** START OF Quoted passage **

In the book, for example, you will find Sarah Lindsay’s “Small Moth”:

She's slicing ripe white peaches

into the Tony the Tiger bowl

and dropping slivers for the dog

poised vibrating by her foot to stop their fall

when she spots it, camouflaged,

a glimmer and then full on—

happiness, plashing blunt soft wings

inside her as if it wants

to escape again.

This poem takes my breath away. I want to be this woman spotting the glimmer within things, “plashing” about, yearning to break free. So that I might find joy? Yes, if we look at the world this way, there’s no chance of being bored.

I listened to Christian Wiman this morning read his own poem “From a Window.” A huge flock of birds have landed on an old familiar tree out his window. Suddenly, as if hearing a call, in unison, they lift up from the tree with a “strange cohesion / beyond the limits of my vision.” They lift off “over the house heavenwards.” The poet is lifted out of himself too, out of the grieving that is his life, lifted into “some excess / of life” that fills him with unutterable joy.

With Christian Wiman I want to press my face close to the window pane. With Sarah Lindsay I want to watch expectantly for the plash of that small moth.

In these unexpected moments, we remember that God finds great joy in visiting us, giving us a glimpse of his luminous presence, if only for an instant, lavishly sharing his consummate joy.

I want to live this way, with eyes wide open for the unexpected, when God opens his world to show me the joy he wants eagerly to share.

** END OF Quoted passage **

The request:
Answer these questions about the reflection on joy:
1. What is the woman slicing in "Small Moth"?
2. Who read the poem "From a Window" that the writer listened to?
3. Where does the flock of birds land in "From a Window"?

** START OF Data provided **

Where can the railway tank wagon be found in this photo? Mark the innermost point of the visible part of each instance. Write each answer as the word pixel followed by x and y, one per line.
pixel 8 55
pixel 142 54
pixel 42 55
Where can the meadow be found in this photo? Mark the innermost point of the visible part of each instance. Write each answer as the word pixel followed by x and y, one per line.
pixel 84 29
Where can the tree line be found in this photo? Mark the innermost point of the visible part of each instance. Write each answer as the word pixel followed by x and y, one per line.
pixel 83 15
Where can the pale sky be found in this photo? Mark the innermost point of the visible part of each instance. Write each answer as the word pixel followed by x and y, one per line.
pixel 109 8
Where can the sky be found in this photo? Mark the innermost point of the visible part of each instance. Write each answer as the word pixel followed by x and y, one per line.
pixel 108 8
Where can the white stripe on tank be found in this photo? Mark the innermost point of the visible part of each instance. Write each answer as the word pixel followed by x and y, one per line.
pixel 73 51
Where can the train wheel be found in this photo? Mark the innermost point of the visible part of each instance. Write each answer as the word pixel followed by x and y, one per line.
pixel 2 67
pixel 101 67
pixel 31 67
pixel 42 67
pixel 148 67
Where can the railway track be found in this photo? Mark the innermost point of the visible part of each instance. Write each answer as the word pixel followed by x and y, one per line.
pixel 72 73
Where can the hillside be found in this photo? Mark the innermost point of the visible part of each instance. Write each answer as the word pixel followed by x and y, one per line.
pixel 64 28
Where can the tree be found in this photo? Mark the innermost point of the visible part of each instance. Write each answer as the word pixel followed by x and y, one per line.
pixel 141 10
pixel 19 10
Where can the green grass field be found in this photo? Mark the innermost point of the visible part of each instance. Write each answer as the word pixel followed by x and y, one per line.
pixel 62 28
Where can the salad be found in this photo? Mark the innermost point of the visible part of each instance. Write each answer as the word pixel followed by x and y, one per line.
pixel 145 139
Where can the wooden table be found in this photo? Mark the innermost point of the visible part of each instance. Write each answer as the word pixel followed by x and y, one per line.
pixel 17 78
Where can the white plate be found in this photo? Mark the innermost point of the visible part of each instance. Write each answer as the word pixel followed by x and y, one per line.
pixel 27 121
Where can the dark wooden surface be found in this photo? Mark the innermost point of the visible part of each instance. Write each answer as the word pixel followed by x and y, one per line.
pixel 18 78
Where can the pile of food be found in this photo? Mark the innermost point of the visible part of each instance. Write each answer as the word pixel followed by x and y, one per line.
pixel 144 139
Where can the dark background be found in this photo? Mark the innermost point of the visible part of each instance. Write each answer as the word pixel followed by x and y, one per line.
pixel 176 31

** END OF Data provided **

Result of the task:
1. Ripe white peaches.
2. Christian Wiman, its author.
3. On an old familiar tree out his window.